### Task directions:
Everything in the records below should be set down again, word for word.

### Extracted data:
********************

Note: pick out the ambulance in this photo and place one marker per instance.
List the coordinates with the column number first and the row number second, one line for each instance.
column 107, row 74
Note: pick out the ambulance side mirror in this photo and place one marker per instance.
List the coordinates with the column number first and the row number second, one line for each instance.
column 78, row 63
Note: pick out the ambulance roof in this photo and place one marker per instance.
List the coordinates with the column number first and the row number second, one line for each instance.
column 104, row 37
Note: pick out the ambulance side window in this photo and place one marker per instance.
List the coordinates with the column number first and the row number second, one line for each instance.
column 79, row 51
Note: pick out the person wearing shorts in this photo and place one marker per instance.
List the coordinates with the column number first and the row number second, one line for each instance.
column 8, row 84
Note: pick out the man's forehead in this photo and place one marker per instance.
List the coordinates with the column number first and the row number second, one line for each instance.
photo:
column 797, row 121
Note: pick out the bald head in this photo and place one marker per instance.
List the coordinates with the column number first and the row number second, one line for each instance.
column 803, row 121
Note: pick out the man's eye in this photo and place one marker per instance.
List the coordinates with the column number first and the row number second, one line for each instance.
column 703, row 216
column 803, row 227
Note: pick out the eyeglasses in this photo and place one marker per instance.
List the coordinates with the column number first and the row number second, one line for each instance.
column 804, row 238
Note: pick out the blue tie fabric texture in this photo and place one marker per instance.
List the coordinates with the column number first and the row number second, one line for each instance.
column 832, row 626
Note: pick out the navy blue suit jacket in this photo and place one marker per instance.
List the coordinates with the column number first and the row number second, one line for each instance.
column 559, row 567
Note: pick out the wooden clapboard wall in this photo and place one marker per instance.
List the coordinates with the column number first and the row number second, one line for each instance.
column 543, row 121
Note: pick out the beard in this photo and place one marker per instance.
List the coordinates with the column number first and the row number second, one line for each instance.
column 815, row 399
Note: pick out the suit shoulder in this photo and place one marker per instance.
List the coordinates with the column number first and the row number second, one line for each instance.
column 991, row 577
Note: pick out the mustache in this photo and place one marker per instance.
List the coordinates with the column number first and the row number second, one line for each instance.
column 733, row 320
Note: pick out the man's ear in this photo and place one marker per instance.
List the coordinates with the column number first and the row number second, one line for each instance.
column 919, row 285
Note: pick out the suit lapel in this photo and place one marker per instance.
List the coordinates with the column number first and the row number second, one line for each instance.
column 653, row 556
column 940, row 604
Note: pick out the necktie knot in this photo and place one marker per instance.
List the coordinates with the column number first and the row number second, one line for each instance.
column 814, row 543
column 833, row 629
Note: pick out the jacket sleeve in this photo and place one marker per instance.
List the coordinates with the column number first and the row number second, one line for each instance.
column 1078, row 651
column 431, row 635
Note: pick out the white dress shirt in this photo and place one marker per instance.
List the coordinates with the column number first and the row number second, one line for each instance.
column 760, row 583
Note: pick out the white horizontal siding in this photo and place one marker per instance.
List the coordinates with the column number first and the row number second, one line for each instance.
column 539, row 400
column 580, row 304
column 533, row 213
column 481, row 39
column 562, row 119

********************

### Task answer:
Note: pick out the ambulance in this photo and place one marker per instance.
List the coordinates with the column number first and the row number second, one line for each instance.
column 107, row 74
Note: pick out the ambulance side mirror in this photo and place one marker per instance.
List the coordinates with the column number first and the row number second, one line for each instance.
column 78, row 63
Note: pick out the ambulance roof in this photo and place one marker per instance.
List the coordinates with the column number first and the row number second, one line for each instance.
column 104, row 37
Note: pick out the ambulance side window in this photo and place one marker per instance.
List the coordinates with the column number first and the row number second, one line for each instance.
column 79, row 51
Note: pick out the person wearing shorts in this photo and place one marker per instance.
List the coordinates with the column number first and the row number second, one line for each instance.
column 8, row 84
Note: pick out the man's forehead in this photo and place one marker per instance.
List the coordinates with the column number first and the row number second, one line for each instance.
photo:
column 797, row 121
Note: pick out the bald head in this photo and place one marker per instance.
List the coordinates with the column number first and the row number second, one line for each instance.
column 803, row 121
Note: pick out the man's eye in this photo and place one marker per instance.
List the coordinates with the column number first and the row number second, one line for each instance.
column 703, row 216
column 803, row 227
Note: pick out the eyeglasses in this photo and place one marker per instance.
List the coordinates with the column number first and the row number second, one line for each instance.
column 804, row 238
Note: pick out the blue tie fabric texture in this photo and place one marker per instance.
List the coordinates with the column number first and the row number second, one line for each instance.
column 832, row 626
Note: pick out the navy blue suit jacket in this photo and place one marker per instance.
List the coordinates with the column number first and the row number second, one line for each instance.
column 559, row 567
Note: pick out the wooden clapboard wall in this photo and place one marker per instance.
List the coordinates with the column number first and the row number second, one line for each instance.
column 543, row 121
Note: pick out the beard in this photo and place one marker per instance.
List the coordinates with the column number first and the row number second, one line for each instance.
column 815, row 399
Note: pick out the suit shoulder in this photo and place one marker per instance.
List the coordinates with the column number first and the row number second, one line for each instance.
column 991, row 577
Note: pick out the mustache in this photo and place one marker per instance.
List the coordinates with the column number first and the row number second, one line for each instance.
column 733, row 320
Note: pick out the man's ear in this photo and place one marker per instance.
List the coordinates with the column number first and the row number second, one line for each instance.
column 919, row 285
Note: pick out the suit lapel in this photo and place one marker per instance.
List the coordinates with the column number first and the row number second, one line for each instance.
column 653, row 556
column 940, row 604
Note: pick out the necktie knot in this photo and place one marker per instance.
List the coordinates with the column number first and the row number second, one line for each instance.
column 814, row 543
column 833, row 629
Note: pick out the jacket sleeve in this photo and place one marker per instance.
List the coordinates with the column number first and the row number second, one line for each instance.
column 1078, row 651
column 431, row 635
Note: pick out the white dress shirt in this photo and place one marker per instance.
List the coordinates with the column number first and the row number second, one line for each instance.
column 760, row 583
Note: pick out the white horizontal siding in this photo and place one marker per instance.
List the coordinates with the column number first and the row number second, one line for each instance.
column 539, row 400
column 580, row 304
column 533, row 213
column 481, row 39
column 562, row 119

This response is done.